» TEXT EXTRACT:

◇ ◇ ◇ ◇ ◇ ◇ ◇

In two previous works, Mori et al. deposited epitaxial La0.8Sr0.2CoO3 − δ, La0.8Sr0.2MnO3 (LSM) and Y0.5Ca0.5MnO3 (YCM) thin films with the perovskite structure on YSZ substrates of different orientations and studied their electrochemical properties [10, 31]. The film orientations depended on the plane cut of YSZ substrate. Differences in the resistivity and activation energies were found to depend on the lattice misfit, surface structure and surface morphology, but further studies should be carried out to clarify the relationship between the surface structure and the electrochemical properties. LSM epitaxial films have also been used by Fister et al. to study strontium surface segregation using in situ synchrotron measurements of total reflection X-ray fluorescence [138]. 001-oriented La0.7Sr0.3MnO3 thin films were grown by PLD on DyScO3 (101) and NdGaO3 (101) substrates and measured over a wide range of temperatures and oxygen partial pressures. The strontium surface concentration was observed to increase with decreasing pO2, suggesting that the surface oxygen vacancy concentration plays a significant role in controlling the degree of segregation. In contrast, the La0.7Sr0.3MnO3 film thickness and epitaxial strain state had little impact on segregation behaviour.

Another perovskite material which presents improved properties when prepared as high-quality epitaxial thin films is Ba0.5Sr0.5Co0.8Fe0.2O3 − δ (BSCF). The electrical conductivity of the thin films prepared by PLD on single-crystal NdGaO3 (110) showed different activation energies and higher general conductivity [26] when compared to polycrystalline bulk values. In this case, the measured surface exchange coefficients are in the same range of magnitude as those measured for polycrystalline BSCF samples.

Ruddlesden–Popper phases

The homologous series of compounds with the general formula A n + 1 M n O3n + 1 that are structurally similar to the titanates, Srn + 1Ti n O3n + 1, reported by Ruddlesden and Popper in 1958 [140] are referred to as RP phases. The structure of the RP phases is made up of n consecutive perovskite layers (AMO3) n , alternating with rock-salt layers (AO), along the crystallographic c-axis direction, so their formula can be represented by (AO)(AMO3) n , where n represents the number of connected layers of vertex sharing MO6 octahedra. Of particular interest in the case materials for SOFC cathodes are the n = 1 members of the family, particularly those based on La2NiO4 + δ , which can accommodate oxygen interstitials in the rock-salt layers, giving as result fast ion conduction and hence potential application at intermediate temperatures. Given their layered structure, the physical properties of the n = 1, 2 and 3 phases are expected to be highly anisotropic.

◇ ◇ ◇ ◇ ◇ ◇ ◇

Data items

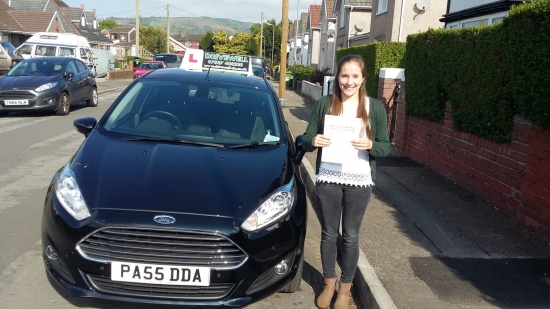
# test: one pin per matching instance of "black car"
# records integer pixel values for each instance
(47, 84)
(172, 60)
(185, 192)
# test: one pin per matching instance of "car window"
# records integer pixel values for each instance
(42, 50)
(66, 51)
(196, 110)
(25, 49)
(80, 66)
(71, 67)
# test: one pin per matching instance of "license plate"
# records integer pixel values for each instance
(16, 102)
(160, 274)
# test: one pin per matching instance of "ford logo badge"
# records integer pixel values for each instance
(163, 219)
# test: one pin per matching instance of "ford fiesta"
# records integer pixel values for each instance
(183, 193)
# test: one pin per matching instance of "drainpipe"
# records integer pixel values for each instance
(401, 20)
(349, 23)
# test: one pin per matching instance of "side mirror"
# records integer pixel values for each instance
(85, 125)
(300, 151)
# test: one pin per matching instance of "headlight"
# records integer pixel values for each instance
(274, 208)
(45, 87)
(69, 196)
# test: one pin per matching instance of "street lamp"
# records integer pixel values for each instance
(273, 43)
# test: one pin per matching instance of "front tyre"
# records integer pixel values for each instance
(93, 101)
(64, 105)
(294, 285)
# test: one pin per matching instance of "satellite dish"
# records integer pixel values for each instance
(422, 5)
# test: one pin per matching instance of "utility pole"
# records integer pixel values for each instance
(295, 45)
(137, 28)
(282, 65)
(261, 32)
(168, 28)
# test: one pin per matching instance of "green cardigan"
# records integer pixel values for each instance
(379, 128)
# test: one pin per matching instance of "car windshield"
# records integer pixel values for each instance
(197, 110)
(37, 67)
(258, 71)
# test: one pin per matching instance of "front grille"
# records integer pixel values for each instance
(17, 95)
(159, 246)
(212, 292)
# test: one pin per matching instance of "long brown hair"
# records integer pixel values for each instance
(336, 106)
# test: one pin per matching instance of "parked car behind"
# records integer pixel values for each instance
(149, 66)
(47, 84)
(9, 56)
(172, 60)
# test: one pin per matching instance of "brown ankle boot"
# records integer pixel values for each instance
(324, 299)
(342, 300)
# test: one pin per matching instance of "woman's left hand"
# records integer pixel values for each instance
(362, 143)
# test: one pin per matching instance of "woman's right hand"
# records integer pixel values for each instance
(320, 141)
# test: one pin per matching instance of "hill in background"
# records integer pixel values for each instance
(190, 25)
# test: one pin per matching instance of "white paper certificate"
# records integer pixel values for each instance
(341, 131)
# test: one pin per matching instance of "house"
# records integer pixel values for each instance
(189, 41)
(353, 22)
(69, 20)
(327, 19)
(462, 14)
(314, 37)
(304, 38)
(16, 26)
(394, 20)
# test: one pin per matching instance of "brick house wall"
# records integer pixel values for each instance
(513, 177)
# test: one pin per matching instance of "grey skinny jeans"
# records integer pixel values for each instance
(350, 202)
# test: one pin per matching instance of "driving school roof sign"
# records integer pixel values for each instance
(226, 62)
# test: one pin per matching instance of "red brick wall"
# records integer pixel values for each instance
(514, 177)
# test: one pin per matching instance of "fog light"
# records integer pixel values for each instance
(281, 268)
(50, 252)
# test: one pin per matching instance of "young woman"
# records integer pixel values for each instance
(343, 190)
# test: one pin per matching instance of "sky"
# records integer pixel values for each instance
(240, 10)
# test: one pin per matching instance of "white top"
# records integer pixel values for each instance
(354, 172)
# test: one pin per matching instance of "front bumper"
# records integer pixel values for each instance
(37, 101)
(252, 280)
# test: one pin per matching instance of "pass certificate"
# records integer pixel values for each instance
(341, 131)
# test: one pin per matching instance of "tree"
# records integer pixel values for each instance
(108, 24)
(153, 39)
(221, 42)
(207, 42)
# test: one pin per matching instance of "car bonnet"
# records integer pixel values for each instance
(151, 176)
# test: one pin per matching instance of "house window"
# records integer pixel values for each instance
(475, 23)
(382, 6)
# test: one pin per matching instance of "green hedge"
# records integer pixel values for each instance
(488, 74)
(376, 55)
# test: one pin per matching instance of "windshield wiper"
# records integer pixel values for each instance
(253, 145)
(171, 140)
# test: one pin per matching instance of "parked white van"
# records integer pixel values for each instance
(58, 44)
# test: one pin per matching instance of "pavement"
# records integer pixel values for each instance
(427, 242)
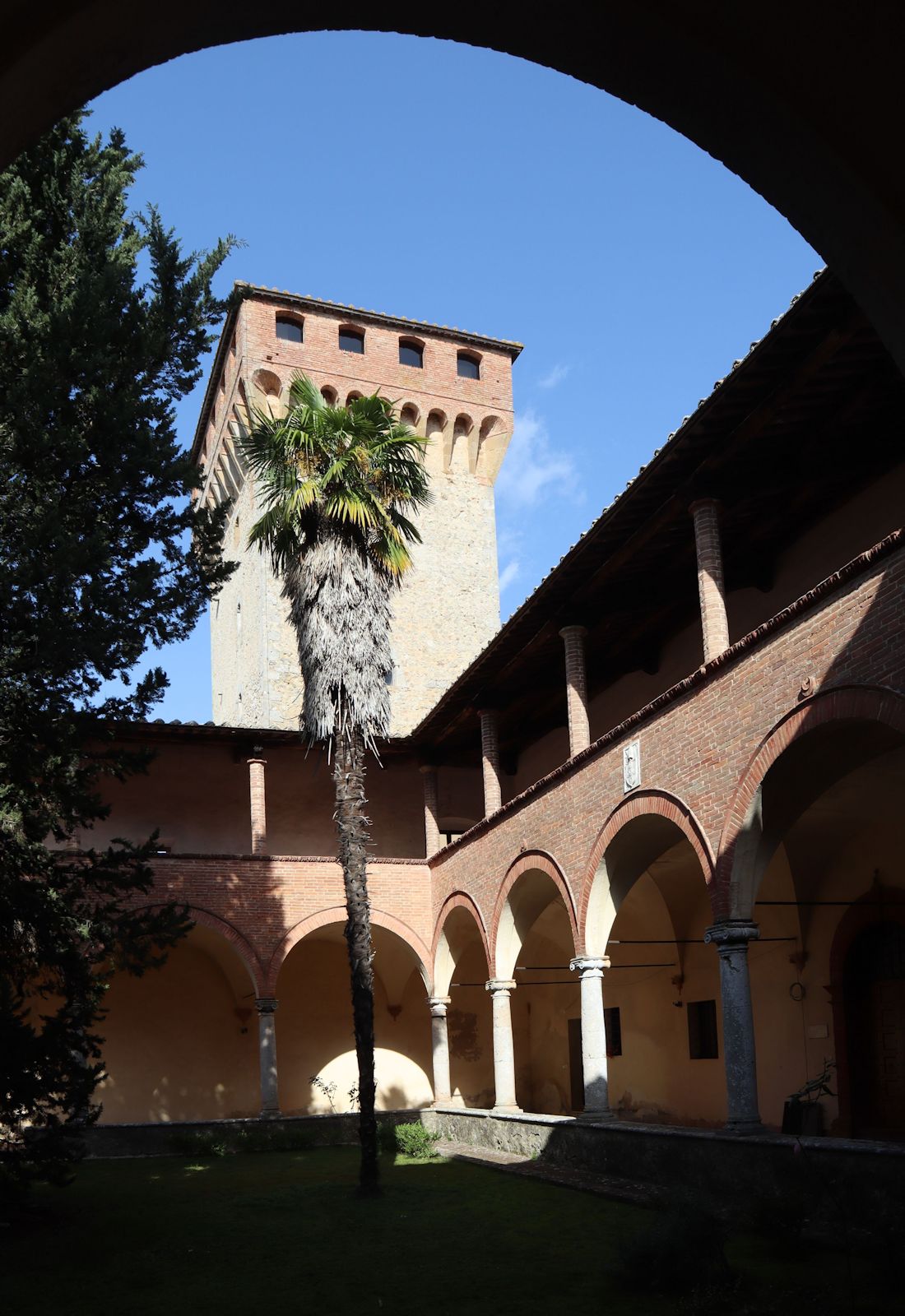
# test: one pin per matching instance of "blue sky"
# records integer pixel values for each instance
(454, 184)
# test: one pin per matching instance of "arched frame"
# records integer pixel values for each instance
(838, 704)
(458, 901)
(637, 806)
(337, 915)
(527, 862)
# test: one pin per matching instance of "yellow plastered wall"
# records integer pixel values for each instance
(175, 1046)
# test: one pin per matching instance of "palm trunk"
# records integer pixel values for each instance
(351, 827)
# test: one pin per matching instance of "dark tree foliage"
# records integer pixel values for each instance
(103, 324)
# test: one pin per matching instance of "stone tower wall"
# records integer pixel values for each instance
(449, 605)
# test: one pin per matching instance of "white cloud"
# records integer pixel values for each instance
(509, 574)
(533, 470)
(554, 377)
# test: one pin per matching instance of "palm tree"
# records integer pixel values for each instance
(336, 484)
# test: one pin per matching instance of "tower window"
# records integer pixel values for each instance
(703, 1031)
(351, 340)
(411, 353)
(290, 329)
(468, 366)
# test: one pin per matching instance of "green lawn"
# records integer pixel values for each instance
(285, 1232)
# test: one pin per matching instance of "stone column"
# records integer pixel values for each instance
(577, 688)
(439, 1039)
(432, 827)
(593, 1036)
(709, 577)
(504, 1054)
(491, 761)
(740, 1059)
(270, 1105)
(258, 813)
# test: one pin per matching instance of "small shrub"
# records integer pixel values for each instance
(412, 1140)
(200, 1142)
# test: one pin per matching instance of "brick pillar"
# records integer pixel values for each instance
(258, 813)
(577, 690)
(432, 826)
(491, 761)
(709, 577)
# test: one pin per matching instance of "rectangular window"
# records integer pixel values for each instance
(703, 1030)
(613, 1030)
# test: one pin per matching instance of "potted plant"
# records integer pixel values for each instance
(803, 1112)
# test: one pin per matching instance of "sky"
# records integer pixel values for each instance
(448, 183)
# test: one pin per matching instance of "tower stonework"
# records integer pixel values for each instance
(449, 605)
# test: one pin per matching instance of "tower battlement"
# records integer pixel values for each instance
(455, 390)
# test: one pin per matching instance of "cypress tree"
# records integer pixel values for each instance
(103, 326)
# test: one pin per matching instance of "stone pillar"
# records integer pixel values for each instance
(709, 577)
(270, 1105)
(504, 1054)
(740, 1059)
(491, 761)
(593, 1036)
(439, 1039)
(432, 826)
(258, 813)
(577, 690)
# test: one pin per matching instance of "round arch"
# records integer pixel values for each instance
(527, 862)
(738, 855)
(661, 804)
(337, 914)
(443, 973)
(234, 938)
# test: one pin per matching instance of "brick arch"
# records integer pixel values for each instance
(641, 804)
(461, 901)
(337, 914)
(237, 941)
(838, 704)
(527, 861)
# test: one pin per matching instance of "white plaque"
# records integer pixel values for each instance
(630, 767)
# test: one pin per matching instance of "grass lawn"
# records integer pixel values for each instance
(283, 1232)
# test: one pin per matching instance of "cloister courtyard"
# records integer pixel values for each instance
(285, 1230)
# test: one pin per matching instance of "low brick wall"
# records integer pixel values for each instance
(112, 1142)
(832, 1173)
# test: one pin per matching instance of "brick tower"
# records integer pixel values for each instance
(454, 388)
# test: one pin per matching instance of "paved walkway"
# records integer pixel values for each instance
(567, 1177)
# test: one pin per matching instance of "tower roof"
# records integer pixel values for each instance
(244, 291)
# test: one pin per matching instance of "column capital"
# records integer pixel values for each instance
(590, 966)
(731, 934)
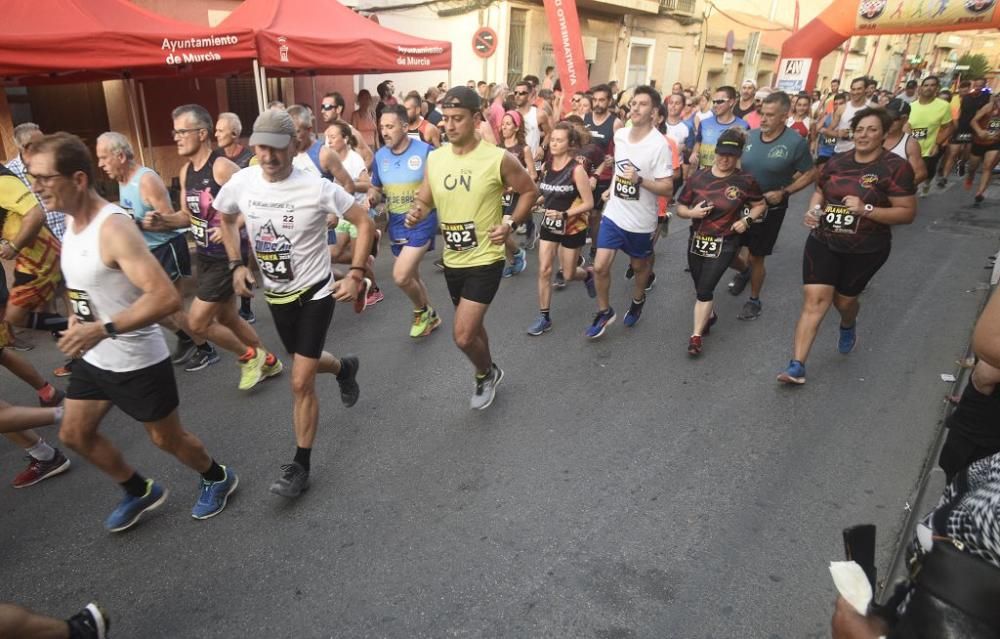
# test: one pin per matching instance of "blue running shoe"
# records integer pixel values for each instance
(128, 512)
(590, 283)
(794, 374)
(214, 495)
(848, 339)
(634, 312)
(541, 325)
(600, 323)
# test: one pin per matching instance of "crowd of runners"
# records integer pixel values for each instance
(483, 173)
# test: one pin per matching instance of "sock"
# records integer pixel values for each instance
(41, 451)
(214, 473)
(46, 392)
(302, 456)
(47, 322)
(135, 485)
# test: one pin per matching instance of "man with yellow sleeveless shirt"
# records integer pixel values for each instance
(464, 181)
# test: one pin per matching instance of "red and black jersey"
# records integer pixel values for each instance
(874, 183)
(729, 196)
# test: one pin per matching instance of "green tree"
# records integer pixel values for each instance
(978, 65)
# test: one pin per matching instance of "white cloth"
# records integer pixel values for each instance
(633, 208)
(286, 222)
(98, 292)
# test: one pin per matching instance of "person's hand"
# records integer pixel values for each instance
(80, 337)
(347, 288)
(498, 233)
(243, 281)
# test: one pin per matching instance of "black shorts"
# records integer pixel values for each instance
(146, 395)
(847, 273)
(762, 236)
(215, 281)
(474, 283)
(302, 325)
(174, 257)
(574, 241)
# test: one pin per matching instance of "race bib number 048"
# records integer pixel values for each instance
(460, 236)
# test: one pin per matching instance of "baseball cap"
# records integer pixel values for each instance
(461, 98)
(898, 108)
(273, 128)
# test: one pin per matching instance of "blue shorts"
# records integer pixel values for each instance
(418, 236)
(611, 236)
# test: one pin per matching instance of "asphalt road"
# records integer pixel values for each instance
(615, 489)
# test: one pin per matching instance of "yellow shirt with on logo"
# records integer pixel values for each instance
(466, 191)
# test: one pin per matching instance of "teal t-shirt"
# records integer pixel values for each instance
(773, 164)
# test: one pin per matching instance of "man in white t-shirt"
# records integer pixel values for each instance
(643, 171)
(286, 218)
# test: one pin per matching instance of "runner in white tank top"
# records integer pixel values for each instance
(118, 291)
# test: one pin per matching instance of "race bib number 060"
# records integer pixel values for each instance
(460, 236)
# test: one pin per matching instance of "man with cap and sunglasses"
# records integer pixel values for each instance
(286, 211)
(464, 181)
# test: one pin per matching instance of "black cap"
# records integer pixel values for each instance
(462, 97)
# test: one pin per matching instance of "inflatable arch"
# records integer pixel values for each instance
(802, 52)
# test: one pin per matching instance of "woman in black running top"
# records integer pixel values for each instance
(567, 199)
(721, 201)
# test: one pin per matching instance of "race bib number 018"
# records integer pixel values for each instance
(460, 236)
(80, 302)
(837, 218)
(708, 246)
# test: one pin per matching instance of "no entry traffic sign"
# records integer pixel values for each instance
(484, 42)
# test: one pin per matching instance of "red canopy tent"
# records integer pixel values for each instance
(325, 37)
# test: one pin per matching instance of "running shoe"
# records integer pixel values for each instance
(739, 282)
(347, 379)
(794, 374)
(252, 369)
(694, 346)
(541, 325)
(38, 470)
(90, 623)
(203, 358)
(634, 312)
(214, 495)
(375, 295)
(590, 282)
(560, 282)
(601, 321)
(361, 301)
(486, 389)
(184, 351)
(293, 482)
(424, 323)
(751, 310)
(848, 339)
(130, 509)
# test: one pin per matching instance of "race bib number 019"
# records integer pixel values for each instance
(708, 246)
(80, 302)
(460, 236)
(837, 218)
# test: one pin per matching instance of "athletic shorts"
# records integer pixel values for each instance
(763, 235)
(417, 237)
(146, 395)
(302, 325)
(637, 245)
(847, 273)
(215, 281)
(474, 283)
(979, 150)
(174, 257)
(34, 291)
(574, 241)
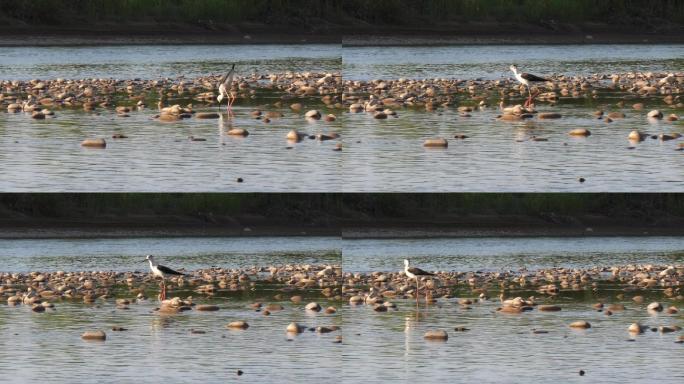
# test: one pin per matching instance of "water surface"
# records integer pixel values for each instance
(187, 253)
(492, 61)
(500, 254)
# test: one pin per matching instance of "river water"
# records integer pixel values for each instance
(377, 156)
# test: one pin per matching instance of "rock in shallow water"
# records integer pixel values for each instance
(94, 143)
(581, 324)
(579, 132)
(438, 334)
(436, 143)
(207, 308)
(239, 324)
(94, 335)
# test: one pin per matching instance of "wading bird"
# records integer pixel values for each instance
(413, 273)
(163, 272)
(225, 86)
(526, 79)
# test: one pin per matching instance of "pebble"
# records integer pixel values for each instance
(295, 328)
(94, 335)
(207, 308)
(94, 143)
(549, 115)
(669, 329)
(436, 143)
(580, 324)
(207, 115)
(436, 335)
(313, 114)
(579, 132)
(655, 114)
(240, 324)
(636, 136)
(238, 132)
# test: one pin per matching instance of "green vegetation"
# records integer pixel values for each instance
(340, 12)
(331, 208)
(608, 11)
(190, 11)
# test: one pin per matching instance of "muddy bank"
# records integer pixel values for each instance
(358, 34)
(248, 226)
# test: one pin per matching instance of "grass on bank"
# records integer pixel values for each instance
(321, 12)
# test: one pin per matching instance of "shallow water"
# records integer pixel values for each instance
(492, 61)
(161, 61)
(159, 348)
(378, 156)
(162, 348)
(182, 253)
(46, 156)
(500, 156)
(499, 348)
(500, 254)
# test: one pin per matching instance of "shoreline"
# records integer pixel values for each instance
(346, 231)
(468, 33)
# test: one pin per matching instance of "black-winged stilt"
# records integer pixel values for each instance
(225, 86)
(163, 272)
(413, 273)
(526, 79)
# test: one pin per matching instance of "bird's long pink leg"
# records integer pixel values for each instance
(231, 101)
(417, 290)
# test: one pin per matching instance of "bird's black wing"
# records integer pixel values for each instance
(169, 271)
(224, 78)
(419, 272)
(531, 77)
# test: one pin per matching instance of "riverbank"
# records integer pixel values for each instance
(360, 34)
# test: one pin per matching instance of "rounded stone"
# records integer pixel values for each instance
(636, 136)
(238, 132)
(436, 143)
(579, 132)
(581, 324)
(207, 115)
(94, 143)
(549, 115)
(636, 328)
(313, 114)
(438, 334)
(240, 324)
(207, 308)
(295, 328)
(655, 114)
(274, 307)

◇ ◇ ◇ ◇ ◇ ◇ ◇

» EXERCISE OBJECTIVE: Carry the passage on perovskite and Ruddlesden–Popper cathode films forward from its last sentence. The data items are not needed for this.

» THE RESULT:
Within the RP family and motivated by their superconductivity properties, Shinomori et al. [11] were the first to report on the synthesis of epitaxial thin films of Sr-doped lanthanum nickelate (La2 − x Sr x NiO4) on two different substrates and to measure their anisotropic electronic properties at low temperatures, as has been previously explained in ‘Transport anisotropy’. The synthesis of undoped c-axis-oriented La2NiO4 + δ epitaxial thin films has been reported by two different groups: by Kim et al., who deposited the films on LaAlO3 (001) substrates using PLD [23], and Burriel et al., who deposited the films on SrTiO3 (100) and NdGaO3 (110) substrates by pulsed-injection metal-organic chemical vapour deposition [141, 142]. In this second case, the electrical conductivity along the ab plane increased by decreasing the film thickness, reaching values of 475 S/cm for 33-nm-thick films [142, 143], higher than the values reported for bulk samples and even for single crystals. An important role of the absolute strain on the transport properties of this material was suggested and related to the structural evolution observed from a strained structure to a more relaxed one upon thickness increase. A complementary work from Burriel et al. [28] confirmed an anisotropic behaviour of the oxygen diffusion and surface exchange of the La2NiO4 + δ epitaxial thin films, showing two to three orders of magnitude larger values along the ab plane than along the c-axis (as shown in Fig. 12). For this purpose, the authors developed and validated a new methodology for measuring the surface exchange and oxygen diffusion properties of thin films in two perpendicular directions by the isotope exchange and depth profiling (IEDP) method, as has been explained in ‘Epitaxial strain’. Another finding of this work was the increase of the diffusion coefficients (both along the c-axis and along the ab plane) with film thickness, i.e. as the strain in the film is released. Contrary, the thickness did not have a direct effect on the surface exchange coefficients.

Fig. 12
figure 12

Arrhenius plot of the c-axis diffusivity in the zone close to the film surface (D *c1 ) and of the ab plane diffusivity (D *ab ) for La2NiO4 films deposited on STO and on NGO and comparison with the literature data for La2NiO4 single crystal and dense ceramics. Reproduced with permission from [28] Royal Society of Chemistry © 2008

In an attempt to obtain thin films of the higher members of the Ruddlesden–Popper series (Lan + 1Ni n O3n + 1, n > 1), Burriel et al. [144] varied and controlled the La/Ni stoichiometry of the films. In addition to epitaxial La2NiO4 (n = 1) and LaNiO3 (n = ∞) pure phases, for intermediate values of La/Ni composition, films with a microstructure consisting of a disordered stacking of nanodomains with progressively increasing average n value were obtained. Similar to the bulk samples, the electronic conductivity of the nanostructured films increased with the measured average n value, opening the possibility of preparing new mixed ionic and electronic conducting nanocomposite thin films with tailored properties, although no information about ionic conductivity in those phases has been reported to date.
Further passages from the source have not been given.